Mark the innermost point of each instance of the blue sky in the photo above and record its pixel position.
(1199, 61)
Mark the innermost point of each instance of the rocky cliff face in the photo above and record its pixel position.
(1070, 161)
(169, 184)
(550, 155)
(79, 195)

***

→ **Required work**
Retype the listing above in full, exactly as it stands.

→ **Solution to this task**
Mark the innermost point of each instance of the blue sky in the photo above and record its pixel position.
(1199, 61)
Mark the innermost point of each instance of the rocky cliff face in the photo above and record its pixel position.
(1070, 161)
(169, 184)
(550, 155)
(79, 195)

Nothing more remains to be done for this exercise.